## Source text

- Born: 1978 (age 47–48) San Francisco, California, U.S.
- Other name: Miss California 2003
- Years active: 2003

= Nicole Lamarche =

American minister (born 1978)

Nicole Lamarche (born 1978) is an ordained minister in the United Church of Christ (UCC) and a beauty pageant titleholder who was crowned Miss California 2003. Competing in the Miss San Francisco Pageant in 2003, she won the title and went on to win Miss California 2003 and became the Fourth Runner Up to the title of Miss America 2004. She was the swimsuit winner and although she decided to wear high heels during this segment of the competition it was erroneously reported by an ESPN columnist that she competed barefoot. This is most likely due to pictures of her competing in the Miss California swimsuit segment not wearing high heels, as the contestants normally do. She earned over $26,000 in scholarships.

She earned an MA in theology from the Graduate Theological Union in Berkeley, California, and a Master of Divinity from the Pacific School of Religion.

## Given information
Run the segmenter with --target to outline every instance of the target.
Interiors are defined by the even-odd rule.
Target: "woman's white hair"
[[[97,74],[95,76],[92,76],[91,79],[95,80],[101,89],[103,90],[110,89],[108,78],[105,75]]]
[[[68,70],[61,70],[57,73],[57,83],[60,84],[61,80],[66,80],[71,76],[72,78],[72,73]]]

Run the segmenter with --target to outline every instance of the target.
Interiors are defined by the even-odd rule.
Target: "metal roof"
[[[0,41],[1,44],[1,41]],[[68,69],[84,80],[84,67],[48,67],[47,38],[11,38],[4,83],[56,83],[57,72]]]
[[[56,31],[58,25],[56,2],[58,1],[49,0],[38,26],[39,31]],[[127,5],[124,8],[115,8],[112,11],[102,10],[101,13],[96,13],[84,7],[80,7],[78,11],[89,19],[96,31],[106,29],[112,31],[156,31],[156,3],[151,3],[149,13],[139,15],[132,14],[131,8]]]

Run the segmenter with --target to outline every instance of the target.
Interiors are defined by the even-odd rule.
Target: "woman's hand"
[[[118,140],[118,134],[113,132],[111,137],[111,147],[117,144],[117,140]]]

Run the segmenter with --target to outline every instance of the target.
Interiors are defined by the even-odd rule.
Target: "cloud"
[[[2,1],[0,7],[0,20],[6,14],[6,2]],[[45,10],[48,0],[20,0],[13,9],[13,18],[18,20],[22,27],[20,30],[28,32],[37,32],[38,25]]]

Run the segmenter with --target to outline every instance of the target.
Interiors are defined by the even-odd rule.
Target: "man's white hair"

## Work to do
Please list every pageant title or placement that the Nicole Lamarche biography above says she won.

## Correct output
- Miss San Francisco (2003)
- Miss California 2003
- Fourth Runner Up to Miss America 2004
- Swimsuit winner